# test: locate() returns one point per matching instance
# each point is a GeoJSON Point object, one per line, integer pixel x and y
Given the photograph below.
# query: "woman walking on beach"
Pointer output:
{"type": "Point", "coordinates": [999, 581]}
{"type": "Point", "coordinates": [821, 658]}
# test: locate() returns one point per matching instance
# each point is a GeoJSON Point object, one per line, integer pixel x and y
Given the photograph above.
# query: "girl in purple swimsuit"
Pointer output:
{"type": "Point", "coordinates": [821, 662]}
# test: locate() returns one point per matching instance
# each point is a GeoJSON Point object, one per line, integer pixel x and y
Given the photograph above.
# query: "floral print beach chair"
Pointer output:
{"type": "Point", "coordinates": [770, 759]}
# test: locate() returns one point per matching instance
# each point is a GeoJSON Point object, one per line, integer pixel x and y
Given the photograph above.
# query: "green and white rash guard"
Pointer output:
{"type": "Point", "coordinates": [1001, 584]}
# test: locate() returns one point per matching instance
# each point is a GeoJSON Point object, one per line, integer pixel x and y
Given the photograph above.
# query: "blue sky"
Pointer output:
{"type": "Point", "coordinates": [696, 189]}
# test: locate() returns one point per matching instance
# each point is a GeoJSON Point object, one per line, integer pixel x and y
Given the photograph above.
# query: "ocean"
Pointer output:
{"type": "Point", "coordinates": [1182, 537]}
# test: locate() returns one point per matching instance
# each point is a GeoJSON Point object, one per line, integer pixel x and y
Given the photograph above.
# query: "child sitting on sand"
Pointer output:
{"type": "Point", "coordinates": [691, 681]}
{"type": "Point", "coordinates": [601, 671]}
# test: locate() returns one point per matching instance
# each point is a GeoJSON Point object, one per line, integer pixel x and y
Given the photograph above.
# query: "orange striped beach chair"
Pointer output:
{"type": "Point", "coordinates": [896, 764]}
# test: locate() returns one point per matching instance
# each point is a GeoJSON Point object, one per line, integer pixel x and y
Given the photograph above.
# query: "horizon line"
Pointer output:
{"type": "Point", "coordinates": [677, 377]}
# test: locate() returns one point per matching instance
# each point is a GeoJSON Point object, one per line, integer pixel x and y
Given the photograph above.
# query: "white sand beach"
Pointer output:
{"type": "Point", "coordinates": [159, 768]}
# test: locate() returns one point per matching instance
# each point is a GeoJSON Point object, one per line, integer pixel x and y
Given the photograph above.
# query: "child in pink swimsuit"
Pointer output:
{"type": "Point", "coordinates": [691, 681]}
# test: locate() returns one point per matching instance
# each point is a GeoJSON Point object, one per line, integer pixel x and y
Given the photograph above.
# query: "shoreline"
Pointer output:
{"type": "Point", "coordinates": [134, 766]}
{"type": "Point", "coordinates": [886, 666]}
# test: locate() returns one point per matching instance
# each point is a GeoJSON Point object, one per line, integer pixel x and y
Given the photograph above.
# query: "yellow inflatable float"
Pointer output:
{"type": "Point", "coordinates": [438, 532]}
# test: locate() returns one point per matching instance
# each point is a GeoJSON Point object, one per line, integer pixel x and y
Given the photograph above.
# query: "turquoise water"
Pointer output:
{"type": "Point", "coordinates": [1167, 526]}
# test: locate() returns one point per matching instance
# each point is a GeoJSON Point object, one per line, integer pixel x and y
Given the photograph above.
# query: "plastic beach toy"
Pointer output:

_Short task_
Reproduce the listing above verbatim, from first line to last.

_Task solution_
# test: locate() returns one point per matching instance
# each point is a GeoJSON Point object, one per line, integer pixel x and y
Given the photograph below.
# query: "woman walking on beach"
Pointer output:
{"type": "Point", "coordinates": [999, 581]}
{"type": "Point", "coordinates": [821, 658]}
# test: locate() returns one point per matching instance
# each point is a GeoJSON Point object, one per line, integer pixel x and y
Given the photograph above.
# query: "girl in purple swimsuit"
Pointer output:
{"type": "Point", "coordinates": [821, 662]}
# test: locate() returns one point per matching instance
# each point is a GeoJSON Point object, one per line, integer pixel x and y
Given the photograph above.
# query: "floral print beach chair"
Pointer output:
{"type": "Point", "coordinates": [770, 759]}
# test: locate() returns one point per matching instance
# each point is a GeoJSON Point object, one per line, integer pixel x and y
Given the photograph above.
# query: "green and white rash guard"
Pointer output:
{"type": "Point", "coordinates": [1001, 584]}
# test: locate() returns one point per matching instance
# each point is a GeoJSON Point object, one per line, integer pixel x and y
Given the photograph above.
# query: "blue sky"
Pointer output:
{"type": "Point", "coordinates": [696, 189]}
# test: locate() returns one point per matching instance
# each point is a GeoJSON Point object, one per line, integer pixel x and y
Given the photograph above.
# query: "ocean"
Pointer output:
{"type": "Point", "coordinates": [1182, 537]}
# test: locate() returns one point per matching instance
# each point is a GeoJSON Point object, one per line, integer pixel x and y
Given the photograph above.
# query: "child sitting on sand"
Pointer output:
{"type": "Point", "coordinates": [691, 681]}
{"type": "Point", "coordinates": [601, 671]}
# test: locate() returns one point per matching instance
# each point is a GeoJSON Point object, one per line, integer pixel x and y
Given the photograph above.
# query: "orange striped beach chair"
Pointer output:
{"type": "Point", "coordinates": [896, 764]}
# test: locate() returns one point per matching instance
# each point is a GeoJSON Point object, one per line, integer pixel x and y
Given the photograph above.
# query: "horizon line"
Pointer output:
{"type": "Point", "coordinates": [677, 377]}
# test: locate() returns one point per matching instance
# each point is a GeoJSON Point object, one per line, integer pixel x and y
Given the photograph above.
# query: "white sand beach"
Pointer output:
{"type": "Point", "coordinates": [159, 768]}
# test: locate() returns one point per matching instance
# each point is a GeoJSON Point object, one per line, integer pixel x and y
Given the photograph above.
# query: "child in pink swimsuit"
Pointer output:
{"type": "Point", "coordinates": [691, 681]}
# test: locate() returns one point per matching instance
# each point is a GeoJSON Point object, one per line, integer pixel x and y
Given the photograph above.
# query: "shoreline"
Pointer output:
{"type": "Point", "coordinates": [134, 766]}
{"type": "Point", "coordinates": [886, 666]}
# test: locate() returns one point per matching instance
# each point is a GeoJSON Point object, one per line, integer pixel x and y
Given the photograph above.
# query: "yellow inflatable float"
Pointer output:
{"type": "Point", "coordinates": [438, 532]}
# test: locate() returns one point per matching instance
# each point is a GeoJSON Point object, one per line, integer pixel x and y
Given the photograph above.
# query: "turquoise water"
Pointer output:
{"type": "Point", "coordinates": [1167, 526]}
# test: locate() returns one point per matching instance
# each point is a GeoJSON Point object, one per line, integer pixel x and y
Given the photograph above.
# query: "plastic beach toy"
Pointer output:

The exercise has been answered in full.